Referring expression grounding data:

__________

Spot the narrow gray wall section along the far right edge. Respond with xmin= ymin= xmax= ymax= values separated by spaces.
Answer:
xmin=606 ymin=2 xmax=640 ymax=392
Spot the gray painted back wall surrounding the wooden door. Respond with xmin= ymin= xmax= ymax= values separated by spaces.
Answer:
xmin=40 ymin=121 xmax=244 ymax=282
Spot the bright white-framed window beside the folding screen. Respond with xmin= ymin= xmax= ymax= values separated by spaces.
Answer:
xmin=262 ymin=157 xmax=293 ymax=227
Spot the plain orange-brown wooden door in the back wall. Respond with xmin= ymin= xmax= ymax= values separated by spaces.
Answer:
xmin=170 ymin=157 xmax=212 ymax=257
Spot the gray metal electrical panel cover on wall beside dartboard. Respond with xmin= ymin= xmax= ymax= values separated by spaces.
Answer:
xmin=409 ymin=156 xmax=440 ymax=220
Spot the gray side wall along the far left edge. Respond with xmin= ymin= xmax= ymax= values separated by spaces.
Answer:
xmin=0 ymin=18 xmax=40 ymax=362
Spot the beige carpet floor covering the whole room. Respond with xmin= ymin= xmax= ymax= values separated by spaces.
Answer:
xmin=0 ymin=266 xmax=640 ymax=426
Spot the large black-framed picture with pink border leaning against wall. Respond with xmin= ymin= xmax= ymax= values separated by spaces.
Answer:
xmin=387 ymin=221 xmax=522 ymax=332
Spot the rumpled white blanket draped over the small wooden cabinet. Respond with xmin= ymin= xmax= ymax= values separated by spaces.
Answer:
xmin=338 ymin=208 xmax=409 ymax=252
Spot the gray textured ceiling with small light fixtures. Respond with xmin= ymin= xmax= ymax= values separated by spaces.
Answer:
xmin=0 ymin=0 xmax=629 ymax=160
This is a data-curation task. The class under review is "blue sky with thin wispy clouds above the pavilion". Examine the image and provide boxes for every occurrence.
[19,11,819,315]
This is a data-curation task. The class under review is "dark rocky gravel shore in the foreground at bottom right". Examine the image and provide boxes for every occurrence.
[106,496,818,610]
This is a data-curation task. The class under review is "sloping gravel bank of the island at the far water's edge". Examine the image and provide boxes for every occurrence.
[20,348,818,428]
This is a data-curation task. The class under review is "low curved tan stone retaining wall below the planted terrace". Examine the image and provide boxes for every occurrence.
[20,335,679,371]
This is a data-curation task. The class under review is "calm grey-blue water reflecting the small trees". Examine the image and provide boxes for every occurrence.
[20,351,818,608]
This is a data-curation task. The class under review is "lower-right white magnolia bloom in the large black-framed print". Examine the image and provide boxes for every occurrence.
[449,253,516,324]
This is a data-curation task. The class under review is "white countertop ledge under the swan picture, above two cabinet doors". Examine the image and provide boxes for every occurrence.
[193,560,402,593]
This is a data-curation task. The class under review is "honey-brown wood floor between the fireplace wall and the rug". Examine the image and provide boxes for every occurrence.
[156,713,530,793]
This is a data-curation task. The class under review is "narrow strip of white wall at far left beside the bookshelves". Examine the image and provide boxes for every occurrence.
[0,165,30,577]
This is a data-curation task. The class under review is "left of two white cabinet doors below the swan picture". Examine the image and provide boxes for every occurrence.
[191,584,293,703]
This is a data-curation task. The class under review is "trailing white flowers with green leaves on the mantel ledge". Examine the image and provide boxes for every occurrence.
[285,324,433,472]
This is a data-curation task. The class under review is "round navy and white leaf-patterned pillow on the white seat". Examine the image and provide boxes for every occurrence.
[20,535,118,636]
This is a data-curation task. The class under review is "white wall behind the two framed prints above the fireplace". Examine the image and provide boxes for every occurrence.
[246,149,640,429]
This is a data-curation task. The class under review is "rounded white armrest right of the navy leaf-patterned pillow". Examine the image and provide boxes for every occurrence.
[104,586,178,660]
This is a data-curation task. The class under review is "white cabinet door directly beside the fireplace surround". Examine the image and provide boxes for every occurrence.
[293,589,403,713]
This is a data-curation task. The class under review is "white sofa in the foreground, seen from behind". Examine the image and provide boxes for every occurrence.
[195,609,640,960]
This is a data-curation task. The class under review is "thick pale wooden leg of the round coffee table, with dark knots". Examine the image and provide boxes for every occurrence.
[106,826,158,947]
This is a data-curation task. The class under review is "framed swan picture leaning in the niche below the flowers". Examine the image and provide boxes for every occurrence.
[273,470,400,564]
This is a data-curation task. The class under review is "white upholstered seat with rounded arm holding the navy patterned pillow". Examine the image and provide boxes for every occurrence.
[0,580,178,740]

__________

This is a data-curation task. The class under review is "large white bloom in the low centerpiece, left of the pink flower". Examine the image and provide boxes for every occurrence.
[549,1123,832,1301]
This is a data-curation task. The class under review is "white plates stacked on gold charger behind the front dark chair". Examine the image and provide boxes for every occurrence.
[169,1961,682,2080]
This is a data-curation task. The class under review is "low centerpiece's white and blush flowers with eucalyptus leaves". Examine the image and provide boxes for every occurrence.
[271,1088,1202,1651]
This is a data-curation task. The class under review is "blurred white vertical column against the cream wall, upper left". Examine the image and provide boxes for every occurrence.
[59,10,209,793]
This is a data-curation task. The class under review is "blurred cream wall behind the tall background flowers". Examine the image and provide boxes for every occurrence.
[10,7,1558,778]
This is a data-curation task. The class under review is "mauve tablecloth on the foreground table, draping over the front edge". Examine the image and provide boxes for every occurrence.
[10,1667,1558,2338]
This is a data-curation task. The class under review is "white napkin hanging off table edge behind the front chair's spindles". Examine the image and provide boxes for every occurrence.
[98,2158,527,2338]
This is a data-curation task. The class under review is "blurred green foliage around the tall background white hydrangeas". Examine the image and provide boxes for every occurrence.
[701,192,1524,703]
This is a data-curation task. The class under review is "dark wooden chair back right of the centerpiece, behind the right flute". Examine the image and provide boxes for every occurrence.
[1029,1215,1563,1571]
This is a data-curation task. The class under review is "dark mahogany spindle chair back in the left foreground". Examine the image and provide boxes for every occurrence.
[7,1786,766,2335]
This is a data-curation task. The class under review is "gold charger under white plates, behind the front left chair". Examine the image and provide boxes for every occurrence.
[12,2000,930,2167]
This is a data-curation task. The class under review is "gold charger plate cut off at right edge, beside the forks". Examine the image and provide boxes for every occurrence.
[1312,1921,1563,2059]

__________

About this exercise:
In the lines above, find the word "along" and copy every line it occurs in.

Solution to the problem:
Spot the narrow gray wall section along the far right edge. Respond with xmin= ymin= xmax= ymax= values separated by spaces.
Spot the gray side wall along the far left edge. Respond with xmin= ymin= xmax= ymax= values separated by spaces.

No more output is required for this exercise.